WORK INSTRUCTIONS:
1. Revise the forum thread on deterrents, beginning at the words "High-pitched utra-sound works" and stopping after "Holbrook-Bull (5 Aug 2008)". Replace "super-soaker" with "water pistol".
2. Continue the forum thread on deterrents from the point where it stops.

DOCUMENT SEGMENT:

________

IMO, all the scent-off stuff (Gel, lions poo et-al) only work for a few days, then it rains, so don't bother with them.

High-pitched utra-sound works (to some extent) 
.

Chavs, put acrovlavin in the super-soaker, at least next day, you can see who 'did it' they will be bright green! but have no fungus  

Cheers,  Mick B


----------



## Matt Holbrook-Bull (5 Aug 2008)

mick b said:
			
		

> Chavs, put acrovlavin in the super-soaker, at least next day, you can see who 'did it' they will be bright green! but have no fungus
> 
> Cheers,  Mick B



hahaha I like that


----------



## Ed Seeley (5 Aug 2008)

mick b said:
			
		

> Hozelock (I think?) make an auto shooter, for warning-off herons etc from your pond (connects to mains water 'hose-pipe' and is triggered via infa-red) works at night, but can soak the postman if not set correctly!!!

________

Labeled shape records:
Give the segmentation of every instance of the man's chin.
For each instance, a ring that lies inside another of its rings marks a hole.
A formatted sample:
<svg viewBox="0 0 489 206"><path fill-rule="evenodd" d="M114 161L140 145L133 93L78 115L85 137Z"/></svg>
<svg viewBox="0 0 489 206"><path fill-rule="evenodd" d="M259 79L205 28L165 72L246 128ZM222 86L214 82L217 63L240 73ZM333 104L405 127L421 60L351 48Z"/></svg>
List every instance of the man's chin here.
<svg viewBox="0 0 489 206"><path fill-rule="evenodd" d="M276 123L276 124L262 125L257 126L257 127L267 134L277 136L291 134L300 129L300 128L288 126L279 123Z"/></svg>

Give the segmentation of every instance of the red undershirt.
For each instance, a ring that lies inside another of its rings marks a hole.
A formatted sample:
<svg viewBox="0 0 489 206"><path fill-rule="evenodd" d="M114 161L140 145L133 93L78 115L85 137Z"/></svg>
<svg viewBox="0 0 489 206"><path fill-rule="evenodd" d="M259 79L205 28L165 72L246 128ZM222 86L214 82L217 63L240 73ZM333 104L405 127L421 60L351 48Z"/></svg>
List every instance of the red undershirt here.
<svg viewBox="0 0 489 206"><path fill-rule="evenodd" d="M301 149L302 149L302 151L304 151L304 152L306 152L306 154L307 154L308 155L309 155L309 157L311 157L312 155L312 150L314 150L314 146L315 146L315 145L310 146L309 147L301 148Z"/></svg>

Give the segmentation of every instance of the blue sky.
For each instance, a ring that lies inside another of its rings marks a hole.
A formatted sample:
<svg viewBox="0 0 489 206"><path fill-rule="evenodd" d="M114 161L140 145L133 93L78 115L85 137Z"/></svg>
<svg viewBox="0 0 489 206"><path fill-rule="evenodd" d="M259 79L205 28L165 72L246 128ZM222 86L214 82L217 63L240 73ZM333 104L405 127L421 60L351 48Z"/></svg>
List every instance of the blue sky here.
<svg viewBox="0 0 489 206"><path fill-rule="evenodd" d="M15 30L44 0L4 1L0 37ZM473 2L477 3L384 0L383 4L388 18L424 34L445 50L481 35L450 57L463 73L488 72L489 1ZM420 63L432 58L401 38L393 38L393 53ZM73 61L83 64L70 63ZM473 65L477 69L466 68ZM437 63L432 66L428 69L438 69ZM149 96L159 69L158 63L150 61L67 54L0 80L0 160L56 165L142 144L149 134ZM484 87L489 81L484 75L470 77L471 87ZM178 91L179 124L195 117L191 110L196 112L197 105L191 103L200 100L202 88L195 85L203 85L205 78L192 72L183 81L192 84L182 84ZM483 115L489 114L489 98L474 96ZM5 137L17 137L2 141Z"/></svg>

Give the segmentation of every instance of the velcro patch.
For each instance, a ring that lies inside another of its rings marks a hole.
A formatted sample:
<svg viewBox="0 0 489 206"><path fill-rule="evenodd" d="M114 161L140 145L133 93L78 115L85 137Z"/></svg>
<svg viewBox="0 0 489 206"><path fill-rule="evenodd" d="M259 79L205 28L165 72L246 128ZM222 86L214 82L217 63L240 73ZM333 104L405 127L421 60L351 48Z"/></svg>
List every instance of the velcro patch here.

________

EXPECTED RESPONSES:
1.
High-pitched utra-sound works (to some extent) 
.

Chavs, put acrovlavin in the water pistol, at least next day, you can see who 'did it' they will be bright green! but have no fungus  

Cheers,  Mick B


----------



## Matt Holbrook-Bull (5 Aug 2008)

2.
I've got one of these I bought for scaring off the herons and have to say it leaks like mad and is forever going off for no reason.  Not worth it unless you want a rubbish sprinkler!!!


----------



## mick b (5 Aug 2008)

Thanks for the 'user report' I was contemplating one, so I could remove the pond net, but now, I think I will pass!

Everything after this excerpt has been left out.